* What to work on *
Please write out, exactly as given, every line of the entries below up to and including the line with "point: green foliage".

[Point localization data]
####################

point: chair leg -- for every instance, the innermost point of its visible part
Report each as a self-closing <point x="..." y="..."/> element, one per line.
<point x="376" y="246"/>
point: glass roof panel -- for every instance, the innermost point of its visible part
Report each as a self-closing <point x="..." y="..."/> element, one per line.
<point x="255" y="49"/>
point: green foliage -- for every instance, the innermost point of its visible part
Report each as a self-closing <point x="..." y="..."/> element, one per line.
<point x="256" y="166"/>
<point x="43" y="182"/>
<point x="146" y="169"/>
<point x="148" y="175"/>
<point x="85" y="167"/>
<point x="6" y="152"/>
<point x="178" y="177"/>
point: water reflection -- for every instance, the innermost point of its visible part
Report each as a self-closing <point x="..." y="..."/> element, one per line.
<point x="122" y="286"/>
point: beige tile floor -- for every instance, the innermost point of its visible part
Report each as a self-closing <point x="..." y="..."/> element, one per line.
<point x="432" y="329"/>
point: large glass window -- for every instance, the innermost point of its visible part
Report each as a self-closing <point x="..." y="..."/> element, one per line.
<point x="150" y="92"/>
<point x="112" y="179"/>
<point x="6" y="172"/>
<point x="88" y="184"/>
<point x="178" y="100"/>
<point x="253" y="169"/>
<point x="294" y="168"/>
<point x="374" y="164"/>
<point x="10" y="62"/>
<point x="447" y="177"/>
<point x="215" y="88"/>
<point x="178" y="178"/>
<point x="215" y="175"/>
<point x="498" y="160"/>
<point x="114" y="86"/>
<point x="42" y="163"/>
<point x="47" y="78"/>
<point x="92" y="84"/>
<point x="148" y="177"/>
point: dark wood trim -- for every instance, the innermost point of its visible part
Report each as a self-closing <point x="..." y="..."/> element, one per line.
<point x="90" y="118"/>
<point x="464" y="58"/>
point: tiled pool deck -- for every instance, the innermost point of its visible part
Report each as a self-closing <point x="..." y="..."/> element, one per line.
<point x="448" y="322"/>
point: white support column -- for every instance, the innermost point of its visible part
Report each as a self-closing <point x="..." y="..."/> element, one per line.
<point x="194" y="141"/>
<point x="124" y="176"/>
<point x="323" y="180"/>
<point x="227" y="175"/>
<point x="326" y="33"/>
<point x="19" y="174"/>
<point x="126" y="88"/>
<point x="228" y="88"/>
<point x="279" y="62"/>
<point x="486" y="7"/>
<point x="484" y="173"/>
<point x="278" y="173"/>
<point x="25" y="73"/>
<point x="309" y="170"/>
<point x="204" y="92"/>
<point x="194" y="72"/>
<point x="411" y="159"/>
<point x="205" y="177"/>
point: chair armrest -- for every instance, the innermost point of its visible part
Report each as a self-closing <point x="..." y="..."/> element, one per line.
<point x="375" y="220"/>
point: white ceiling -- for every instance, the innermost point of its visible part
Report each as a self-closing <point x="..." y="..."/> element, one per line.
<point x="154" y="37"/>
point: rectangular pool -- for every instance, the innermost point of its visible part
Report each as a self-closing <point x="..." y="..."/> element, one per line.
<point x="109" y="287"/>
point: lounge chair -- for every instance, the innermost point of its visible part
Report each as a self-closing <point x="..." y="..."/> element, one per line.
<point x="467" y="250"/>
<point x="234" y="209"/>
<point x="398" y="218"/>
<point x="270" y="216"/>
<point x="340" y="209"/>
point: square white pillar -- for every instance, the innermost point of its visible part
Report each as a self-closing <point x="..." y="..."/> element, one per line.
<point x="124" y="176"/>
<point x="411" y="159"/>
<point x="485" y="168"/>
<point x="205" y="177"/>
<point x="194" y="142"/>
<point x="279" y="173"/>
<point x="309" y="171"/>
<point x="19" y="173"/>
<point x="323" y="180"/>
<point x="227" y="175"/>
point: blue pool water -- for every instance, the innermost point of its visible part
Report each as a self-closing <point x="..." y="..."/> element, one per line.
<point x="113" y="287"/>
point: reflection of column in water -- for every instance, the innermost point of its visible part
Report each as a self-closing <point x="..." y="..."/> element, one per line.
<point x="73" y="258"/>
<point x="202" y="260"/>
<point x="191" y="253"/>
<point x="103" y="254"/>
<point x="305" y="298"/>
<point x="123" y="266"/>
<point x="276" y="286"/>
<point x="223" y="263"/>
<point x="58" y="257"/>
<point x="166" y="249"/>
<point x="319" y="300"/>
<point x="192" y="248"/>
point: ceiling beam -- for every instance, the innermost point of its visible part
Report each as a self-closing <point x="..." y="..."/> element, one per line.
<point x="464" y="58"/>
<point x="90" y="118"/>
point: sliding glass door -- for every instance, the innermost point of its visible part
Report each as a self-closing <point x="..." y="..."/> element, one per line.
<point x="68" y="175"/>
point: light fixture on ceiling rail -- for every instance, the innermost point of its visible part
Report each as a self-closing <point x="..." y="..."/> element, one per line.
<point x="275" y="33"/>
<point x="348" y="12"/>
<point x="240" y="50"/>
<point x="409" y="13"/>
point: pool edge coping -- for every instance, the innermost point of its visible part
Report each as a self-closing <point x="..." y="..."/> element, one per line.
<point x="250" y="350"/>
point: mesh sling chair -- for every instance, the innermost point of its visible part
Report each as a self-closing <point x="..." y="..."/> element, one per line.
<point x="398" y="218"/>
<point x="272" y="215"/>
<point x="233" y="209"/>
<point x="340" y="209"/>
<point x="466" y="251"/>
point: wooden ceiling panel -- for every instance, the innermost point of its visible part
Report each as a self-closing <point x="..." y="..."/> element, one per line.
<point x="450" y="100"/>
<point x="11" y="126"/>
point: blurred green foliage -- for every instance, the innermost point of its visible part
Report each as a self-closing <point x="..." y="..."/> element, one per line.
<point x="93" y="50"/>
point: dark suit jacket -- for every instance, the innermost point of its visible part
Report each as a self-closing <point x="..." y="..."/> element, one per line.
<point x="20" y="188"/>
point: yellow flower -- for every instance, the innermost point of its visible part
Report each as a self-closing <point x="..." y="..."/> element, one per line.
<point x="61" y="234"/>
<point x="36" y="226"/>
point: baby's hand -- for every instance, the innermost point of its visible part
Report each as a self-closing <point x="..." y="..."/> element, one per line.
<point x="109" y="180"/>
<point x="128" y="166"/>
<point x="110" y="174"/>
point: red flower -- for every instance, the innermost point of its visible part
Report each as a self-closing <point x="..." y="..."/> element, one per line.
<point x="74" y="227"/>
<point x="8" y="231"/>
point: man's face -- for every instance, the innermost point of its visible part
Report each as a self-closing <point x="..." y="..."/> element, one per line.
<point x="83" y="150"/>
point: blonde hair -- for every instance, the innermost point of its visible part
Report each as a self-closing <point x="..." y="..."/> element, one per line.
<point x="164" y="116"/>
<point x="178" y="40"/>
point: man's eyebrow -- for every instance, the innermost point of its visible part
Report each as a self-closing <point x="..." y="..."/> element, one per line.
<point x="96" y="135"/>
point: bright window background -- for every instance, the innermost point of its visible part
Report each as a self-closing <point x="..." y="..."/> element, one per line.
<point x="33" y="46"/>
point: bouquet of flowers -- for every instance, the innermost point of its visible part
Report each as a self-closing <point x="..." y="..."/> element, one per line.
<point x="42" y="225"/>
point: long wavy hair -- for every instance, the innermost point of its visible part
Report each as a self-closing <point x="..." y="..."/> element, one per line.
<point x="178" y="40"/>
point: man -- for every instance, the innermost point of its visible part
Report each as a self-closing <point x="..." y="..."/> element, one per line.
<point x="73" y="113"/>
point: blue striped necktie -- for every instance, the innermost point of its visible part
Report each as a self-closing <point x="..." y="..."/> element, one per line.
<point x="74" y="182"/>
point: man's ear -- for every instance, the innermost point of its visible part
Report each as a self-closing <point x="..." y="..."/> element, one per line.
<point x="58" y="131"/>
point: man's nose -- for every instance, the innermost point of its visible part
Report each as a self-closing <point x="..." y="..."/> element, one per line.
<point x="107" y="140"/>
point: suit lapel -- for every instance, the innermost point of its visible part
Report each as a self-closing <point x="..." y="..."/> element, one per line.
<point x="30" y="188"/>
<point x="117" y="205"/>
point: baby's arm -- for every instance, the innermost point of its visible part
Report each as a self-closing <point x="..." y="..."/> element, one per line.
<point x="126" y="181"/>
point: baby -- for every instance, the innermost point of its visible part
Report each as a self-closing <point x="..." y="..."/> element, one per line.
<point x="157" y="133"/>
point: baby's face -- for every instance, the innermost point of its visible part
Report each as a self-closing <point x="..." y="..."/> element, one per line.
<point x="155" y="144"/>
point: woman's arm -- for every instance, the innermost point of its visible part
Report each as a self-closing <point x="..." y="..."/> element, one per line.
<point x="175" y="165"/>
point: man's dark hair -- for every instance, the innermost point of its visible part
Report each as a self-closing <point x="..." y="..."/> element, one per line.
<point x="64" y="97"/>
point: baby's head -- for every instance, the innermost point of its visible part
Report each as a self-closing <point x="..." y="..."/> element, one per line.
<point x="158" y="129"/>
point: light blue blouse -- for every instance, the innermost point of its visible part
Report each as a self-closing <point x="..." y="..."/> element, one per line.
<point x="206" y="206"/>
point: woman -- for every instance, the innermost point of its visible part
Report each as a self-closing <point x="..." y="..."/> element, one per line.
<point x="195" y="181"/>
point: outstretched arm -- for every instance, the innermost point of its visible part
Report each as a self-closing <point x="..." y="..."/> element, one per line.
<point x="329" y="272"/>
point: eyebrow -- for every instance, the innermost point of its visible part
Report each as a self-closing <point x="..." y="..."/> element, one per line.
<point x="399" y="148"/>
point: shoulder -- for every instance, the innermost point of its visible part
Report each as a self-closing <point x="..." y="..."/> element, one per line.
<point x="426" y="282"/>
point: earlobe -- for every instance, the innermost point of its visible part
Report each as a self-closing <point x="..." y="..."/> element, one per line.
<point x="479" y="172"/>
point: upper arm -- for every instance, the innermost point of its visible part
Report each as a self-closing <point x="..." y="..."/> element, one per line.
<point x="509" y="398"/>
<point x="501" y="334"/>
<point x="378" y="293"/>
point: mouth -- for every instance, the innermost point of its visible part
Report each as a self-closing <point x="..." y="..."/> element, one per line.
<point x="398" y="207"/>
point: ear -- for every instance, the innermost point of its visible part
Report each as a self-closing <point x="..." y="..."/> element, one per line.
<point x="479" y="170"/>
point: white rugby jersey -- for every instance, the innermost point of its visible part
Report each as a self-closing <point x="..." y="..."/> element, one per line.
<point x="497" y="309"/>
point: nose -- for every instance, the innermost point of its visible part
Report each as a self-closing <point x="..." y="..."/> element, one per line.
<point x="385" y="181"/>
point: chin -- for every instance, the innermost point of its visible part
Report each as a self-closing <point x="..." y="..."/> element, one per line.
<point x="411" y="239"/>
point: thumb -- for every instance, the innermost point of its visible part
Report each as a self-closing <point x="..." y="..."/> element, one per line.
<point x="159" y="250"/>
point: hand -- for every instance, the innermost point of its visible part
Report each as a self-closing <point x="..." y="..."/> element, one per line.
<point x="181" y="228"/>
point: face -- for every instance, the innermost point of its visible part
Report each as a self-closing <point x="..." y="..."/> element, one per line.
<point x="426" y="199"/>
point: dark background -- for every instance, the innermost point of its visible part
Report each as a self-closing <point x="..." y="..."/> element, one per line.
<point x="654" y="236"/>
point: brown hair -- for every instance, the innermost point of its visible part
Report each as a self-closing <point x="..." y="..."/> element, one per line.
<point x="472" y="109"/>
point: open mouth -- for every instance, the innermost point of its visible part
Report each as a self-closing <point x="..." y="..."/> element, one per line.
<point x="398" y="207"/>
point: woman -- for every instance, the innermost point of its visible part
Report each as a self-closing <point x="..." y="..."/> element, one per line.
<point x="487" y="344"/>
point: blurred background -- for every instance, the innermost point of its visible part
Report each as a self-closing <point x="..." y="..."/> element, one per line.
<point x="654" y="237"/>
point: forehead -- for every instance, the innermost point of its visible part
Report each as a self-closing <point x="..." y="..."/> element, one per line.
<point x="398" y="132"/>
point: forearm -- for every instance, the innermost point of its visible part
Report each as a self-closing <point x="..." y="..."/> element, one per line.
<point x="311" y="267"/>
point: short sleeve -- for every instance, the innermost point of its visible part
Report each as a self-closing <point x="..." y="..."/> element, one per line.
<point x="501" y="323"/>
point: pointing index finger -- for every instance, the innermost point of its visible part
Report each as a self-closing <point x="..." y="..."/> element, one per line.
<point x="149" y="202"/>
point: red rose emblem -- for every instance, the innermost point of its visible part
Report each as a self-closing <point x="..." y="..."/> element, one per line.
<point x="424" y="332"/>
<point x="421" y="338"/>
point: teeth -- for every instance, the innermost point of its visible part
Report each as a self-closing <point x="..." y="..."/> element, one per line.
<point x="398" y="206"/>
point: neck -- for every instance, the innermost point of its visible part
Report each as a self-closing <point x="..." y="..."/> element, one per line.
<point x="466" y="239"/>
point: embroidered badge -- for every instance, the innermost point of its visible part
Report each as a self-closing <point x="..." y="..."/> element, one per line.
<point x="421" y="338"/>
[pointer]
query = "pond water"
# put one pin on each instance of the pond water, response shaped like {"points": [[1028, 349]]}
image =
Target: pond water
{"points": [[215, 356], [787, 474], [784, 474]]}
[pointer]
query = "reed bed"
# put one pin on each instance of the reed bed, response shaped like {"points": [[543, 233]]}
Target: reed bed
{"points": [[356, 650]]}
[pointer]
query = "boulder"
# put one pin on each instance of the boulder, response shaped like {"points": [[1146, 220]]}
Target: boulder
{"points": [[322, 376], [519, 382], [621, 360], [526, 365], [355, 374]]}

####################

* Solution for this exercise *
point: chair leg -- for every instance, the innermost point of its visible part
Report each as a self-closing <point x="..." y="..."/> element, one per line.
<point x="376" y="246"/>
point: glass roof panel -- for every instance, the innermost point of its visible part
Report each as a self-closing <point x="..." y="..."/> element, one per line.
<point x="255" y="49"/>
point: green foliage -- for every instance, the innermost point of its visible part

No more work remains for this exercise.